Written request —
Copy the passage of the pie farm text word for word, beginning at "From my research, I" and stopping after "to be negligible.".

Text —
--- begin ---

I set out with the goal of creating a hypothetical compact and sustainable farm oriented towards pie making; that is, one that draws only water (which is renewable) from the environment. It uses domestic berry bushes to create compost and make pies with. It would very much require a village obeying the fourth tenet (ONLY THE FARMER EATS FROM THE DIRT), but let's set that aside for now. How feasible is it, actually?
The farm looks like this:
6 Domestic Gooseberry Bushes (you can substitute for wild ones in the area, since you get a bowl of berries in around the same time either way)
1 Plot that cycles between wheat and compost
2 Carrot plots (that take turns going to seed, so effectively one is always growing carrots)
From my research, I determined that:
1. Berry bushes regenerate fully in an epoch. You need 8 berries on a domestic berry bush to make a bowl of berries, or 4 berries on a wild bush to make a bowl of berries (why? I don't know). Therefore it takes 48 minutes per domestic bowl and 40 minutes per wild bowl. In the math below, I've rounded this up to one epoch, because bowls are limited and the farmer will be busy.
You get two extra berries per bush if you're very efficient about your bowls, but in practice I believe this to be negligible.
2. The wheat cycle, from wet seed to stumps to soil, is 12 minutes. The compost cycle is 4 minutes. Therefore you can produce three wheat per epoch per plot, and still have time to water it and the compost. (This actually takes exactly the same amount of time as a domestic bush does to grow a full bowl.)

--- end ---

Supplied material —
--- begin ---

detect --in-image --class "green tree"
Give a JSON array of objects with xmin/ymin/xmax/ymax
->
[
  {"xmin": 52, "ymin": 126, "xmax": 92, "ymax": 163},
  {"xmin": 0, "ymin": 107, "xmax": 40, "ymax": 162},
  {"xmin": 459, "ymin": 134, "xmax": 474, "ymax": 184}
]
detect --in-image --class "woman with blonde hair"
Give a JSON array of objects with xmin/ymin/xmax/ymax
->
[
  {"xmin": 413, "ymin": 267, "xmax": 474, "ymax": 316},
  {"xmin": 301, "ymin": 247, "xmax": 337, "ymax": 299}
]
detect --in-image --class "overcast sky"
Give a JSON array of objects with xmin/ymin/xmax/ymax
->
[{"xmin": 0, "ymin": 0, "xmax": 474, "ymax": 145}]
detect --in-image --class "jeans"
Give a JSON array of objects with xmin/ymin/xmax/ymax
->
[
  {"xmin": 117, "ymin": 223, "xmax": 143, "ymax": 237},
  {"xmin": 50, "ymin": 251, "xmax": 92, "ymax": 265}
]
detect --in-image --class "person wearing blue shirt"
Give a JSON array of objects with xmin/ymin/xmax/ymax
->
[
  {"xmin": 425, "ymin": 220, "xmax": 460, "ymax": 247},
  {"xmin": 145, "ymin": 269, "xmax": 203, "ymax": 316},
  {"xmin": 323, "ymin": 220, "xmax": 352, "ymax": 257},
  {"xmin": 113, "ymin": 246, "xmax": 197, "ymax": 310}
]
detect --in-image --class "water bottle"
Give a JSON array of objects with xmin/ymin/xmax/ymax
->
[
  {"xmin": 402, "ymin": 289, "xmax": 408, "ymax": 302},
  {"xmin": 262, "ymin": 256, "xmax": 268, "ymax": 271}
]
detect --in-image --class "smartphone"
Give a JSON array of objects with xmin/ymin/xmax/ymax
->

--- end ---

Exercise solution —
From my research, I determined that:
1. Berry bushes regenerate fully in an epoch. You need 8 berries on a domestic berry bush to make a bowl of berries, or 4 berries on a wild bush to make a bowl of berries (why? I don't know). Therefore it takes 48 minutes per domestic bowl and 40 minutes per wild bowl. In the math below, I've rounded this up to one epoch, because bowls are limited and the farmer will be busy.
You get two extra berries per bush if you're very efficient about your bowls, but in practice I believe this to be negligible.